[DATA TO PROCESS]
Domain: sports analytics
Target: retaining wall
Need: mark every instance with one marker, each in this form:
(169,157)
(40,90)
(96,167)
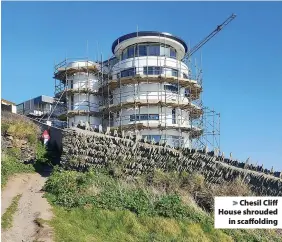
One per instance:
(83,149)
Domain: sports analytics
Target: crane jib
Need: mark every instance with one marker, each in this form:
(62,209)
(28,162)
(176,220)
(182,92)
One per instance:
(206,39)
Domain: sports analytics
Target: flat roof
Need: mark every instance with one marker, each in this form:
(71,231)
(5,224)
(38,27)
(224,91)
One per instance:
(6,101)
(148,33)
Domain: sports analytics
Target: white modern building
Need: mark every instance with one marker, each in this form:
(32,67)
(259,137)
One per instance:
(145,86)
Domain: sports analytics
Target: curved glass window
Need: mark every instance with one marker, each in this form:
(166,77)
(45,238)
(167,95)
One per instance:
(148,49)
(171,87)
(157,70)
(152,70)
(174,72)
(141,117)
(127,72)
(157,138)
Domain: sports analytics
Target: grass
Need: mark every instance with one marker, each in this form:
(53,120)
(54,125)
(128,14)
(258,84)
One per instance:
(10,166)
(7,218)
(94,206)
(19,127)
(92,224)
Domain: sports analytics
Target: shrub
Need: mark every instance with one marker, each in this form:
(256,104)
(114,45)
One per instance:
(10,165)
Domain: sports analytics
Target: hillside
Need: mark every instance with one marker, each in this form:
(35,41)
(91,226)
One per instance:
(121,199)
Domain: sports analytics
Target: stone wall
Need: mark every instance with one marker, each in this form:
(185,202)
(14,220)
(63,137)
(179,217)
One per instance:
(83,149)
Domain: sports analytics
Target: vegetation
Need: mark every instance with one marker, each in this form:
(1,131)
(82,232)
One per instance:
(95,206)
(10,165)
(20,129)
(7,217)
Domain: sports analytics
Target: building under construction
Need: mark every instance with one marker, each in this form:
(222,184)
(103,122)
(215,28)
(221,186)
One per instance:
(150,85)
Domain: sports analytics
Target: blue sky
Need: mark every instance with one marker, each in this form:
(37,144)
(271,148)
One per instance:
(241,65)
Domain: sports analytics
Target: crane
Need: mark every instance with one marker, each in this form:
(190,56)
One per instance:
(205,40)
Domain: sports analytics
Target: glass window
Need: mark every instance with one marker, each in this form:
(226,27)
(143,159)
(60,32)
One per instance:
(124,54)
(171,87)
(130,52)
(185,76)
(157,138)
(152,70)
(128,72)
(174,72)
(187,92)
(172,53)
(173,116)
(154,50)
(142,50)
(142,117)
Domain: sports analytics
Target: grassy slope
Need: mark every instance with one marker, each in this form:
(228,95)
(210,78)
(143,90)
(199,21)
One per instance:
(82,224)
(19,128)
(97,207)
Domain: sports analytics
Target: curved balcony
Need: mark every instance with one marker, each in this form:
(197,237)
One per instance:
(194,110)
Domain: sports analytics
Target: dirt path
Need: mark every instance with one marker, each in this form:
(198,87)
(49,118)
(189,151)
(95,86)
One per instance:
(31,206)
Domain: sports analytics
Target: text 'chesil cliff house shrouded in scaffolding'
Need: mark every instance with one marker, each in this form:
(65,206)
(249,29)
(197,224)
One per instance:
(146,86)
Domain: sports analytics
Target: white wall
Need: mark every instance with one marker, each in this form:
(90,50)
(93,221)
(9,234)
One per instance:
(14,109)
(75,120)
(165,116)
(151,91)
(166,134)
(140,62)
(80,102)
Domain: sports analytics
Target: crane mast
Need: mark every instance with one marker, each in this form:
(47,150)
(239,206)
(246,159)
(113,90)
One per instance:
(206,39)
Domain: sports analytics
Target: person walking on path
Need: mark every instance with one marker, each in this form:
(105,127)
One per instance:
(46,137)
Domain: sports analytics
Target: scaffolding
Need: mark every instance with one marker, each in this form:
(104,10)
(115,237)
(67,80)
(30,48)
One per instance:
(66,89)
(199,124)
(117,100)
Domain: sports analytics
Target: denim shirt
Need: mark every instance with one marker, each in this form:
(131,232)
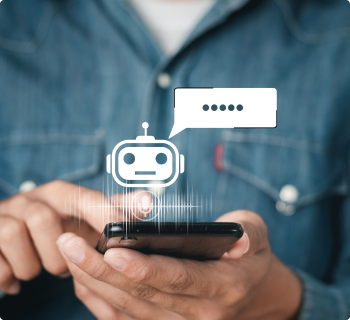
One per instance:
[/DATA TO PROCESS]
- EXERCISE -
Count lines, not occurrences. State how many lines of the entries contain the word "crane", and add nothing.

- WRITTEN RESPONSE -
3